Given entries =>

(begin)

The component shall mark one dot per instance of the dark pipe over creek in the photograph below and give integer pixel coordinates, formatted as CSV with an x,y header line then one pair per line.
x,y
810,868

(end)
(begin)

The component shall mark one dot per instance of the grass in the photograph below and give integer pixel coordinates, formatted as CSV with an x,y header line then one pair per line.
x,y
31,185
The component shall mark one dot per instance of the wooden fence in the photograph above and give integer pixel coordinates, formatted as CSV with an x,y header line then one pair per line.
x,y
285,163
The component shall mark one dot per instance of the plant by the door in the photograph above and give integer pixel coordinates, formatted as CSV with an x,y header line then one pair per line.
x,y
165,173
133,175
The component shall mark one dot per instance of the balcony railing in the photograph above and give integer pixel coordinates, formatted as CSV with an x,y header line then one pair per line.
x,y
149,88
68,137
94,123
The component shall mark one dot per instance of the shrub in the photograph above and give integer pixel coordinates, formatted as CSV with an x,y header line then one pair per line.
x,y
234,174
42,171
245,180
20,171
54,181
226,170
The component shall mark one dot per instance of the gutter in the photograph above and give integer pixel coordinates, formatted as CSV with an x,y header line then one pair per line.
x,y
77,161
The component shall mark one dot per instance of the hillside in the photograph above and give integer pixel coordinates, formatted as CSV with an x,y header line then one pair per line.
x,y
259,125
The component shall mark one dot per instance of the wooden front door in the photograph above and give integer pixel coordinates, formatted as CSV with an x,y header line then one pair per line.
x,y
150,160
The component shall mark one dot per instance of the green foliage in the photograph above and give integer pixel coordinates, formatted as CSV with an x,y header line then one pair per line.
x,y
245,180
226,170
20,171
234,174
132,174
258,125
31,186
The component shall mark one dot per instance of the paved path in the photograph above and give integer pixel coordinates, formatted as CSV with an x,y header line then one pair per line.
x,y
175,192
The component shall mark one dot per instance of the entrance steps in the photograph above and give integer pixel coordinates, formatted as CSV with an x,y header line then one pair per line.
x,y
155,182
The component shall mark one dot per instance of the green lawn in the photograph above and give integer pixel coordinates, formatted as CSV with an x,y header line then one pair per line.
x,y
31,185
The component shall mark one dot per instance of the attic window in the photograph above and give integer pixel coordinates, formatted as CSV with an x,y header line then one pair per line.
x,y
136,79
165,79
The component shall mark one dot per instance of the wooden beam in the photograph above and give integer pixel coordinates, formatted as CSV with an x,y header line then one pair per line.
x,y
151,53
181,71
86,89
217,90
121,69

(end)

From the data above, pick out and copy every line that contains the word "green". Uppercase and lowercase letters count as different.

Full output =>
The component shall mark one dot per instance of the green foliage in the photograph above and give integer pixel coordinates, formatted as CSV with an x,y header line then one pair per line.
The component shall mark one dot per instance of the green lawn in the photograph above and give integer pixel coordinates, formatted as CSV with an x,y header line then one pair per line.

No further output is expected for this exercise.